Dokumen:
Baca berita dengan sedikit iklan, klik di sini
Tanpa petualangan, tanpa keberanian menjelajah hal-hal baru, tanpa keteguhan untuk menggali kedalaman, seni akan merosot. Pepatah Latin punya ungkapan kocak untuk karya seni yang tak lagi merangsang selera itu: Crassa Minerva. Minerva yang gemuk. Minerva, dalam mitologi Yunani adalah Dewi Kesenian dan Keterampilan. Ia cantik dan ramping. Maka, seni yang kualitasnya melorot diibaratkan sang Dewi tubuhnya melar.
Itulah yang mendasari Tempo tiap akhir tahun memilih karya-karya yang dianggap inspiratif. Kira-kira, inilah karya yang menurut kami mampu tetap menjaga agar Dewi Minerva tak tambun. Untuk karya terbaik 2006, sejumlah kriteria kami tetapkan. Ukuran utama kami adalah karya itu mampu memberi kesegaran. Karya yang mampu melecutkan rangsangan untuk menggali kedalaman atau kebaruan.
Kami berusaha menghindari aspek ketokohan sang seniman dalam menentukan pilihan. Setiap karya, menurut kami, harus ditakar menurut dirinya sendiri. Sering sebuah karya hebat dalam gagasan, tapi eksekusinya lemah, hingga butuh banyak penjelasan di luar dirinya. Kami menghindari hal demikian. Kami juga berusaha memastikan bahwa karya itu bukan ledakan kreatif sesaat dari sang seniman. Karena itu, mengamati body of work sang seniman adalah hal penting.
Kami menetapkan untuk memilih karya dari para seniman yang usianya masih 40-an tahun. Memang susah menemukan sebuah karya begitu dahsyat sehingga menimbulkan gangguan yang menyebabkan orang harus berpikir lagi tentang sejarah seni Indonesia. Sebuah karya yang menyebabkan sejarah seni kita tiba-tiba menjadi seperti kemarin. Tapi setidaknya karya-karya yang kami ajukan adalah jenis yang mampu memancing renungan.
Selain orang dalam Tempo sendiri, yang sehari-hari melakukan liputan kebudayaan, pemilihan ini juga dibantu para pengamat seni. Ada pengamat yang kami undang memberikan perspektif kondisi penciptaan sepanjang tahun 2006, tapi tidak ikut memberi kata akhir. Ada yang kami minta untuk bersama mengambil keputusan. Selama sebulan berkali-kali diskusi kami gelar di kantor. Akhirnya kami memilih karya terbaik 2006 dari lima bidang yaitu: film, seni rupa, seni pertunjukan, arsitek dan sastra.

Data:
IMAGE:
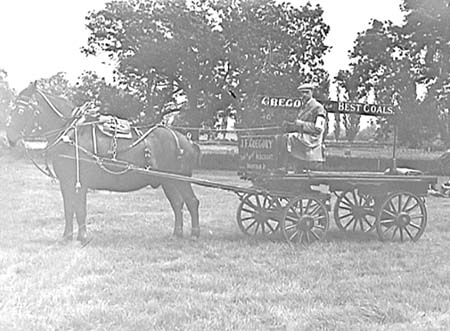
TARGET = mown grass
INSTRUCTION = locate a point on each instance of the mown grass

Instruksi: Menurut dokumen tentang pemilihan karya terbaik 2006 oleh Tempo, dari bidang apa saja karya terbaik itu dipilih?

Jawaban: Karya terbaik 2006 dipilih dari lima bidang, yaitu film, seni rupa, seni pertunjukan, arsitek, dan sastra.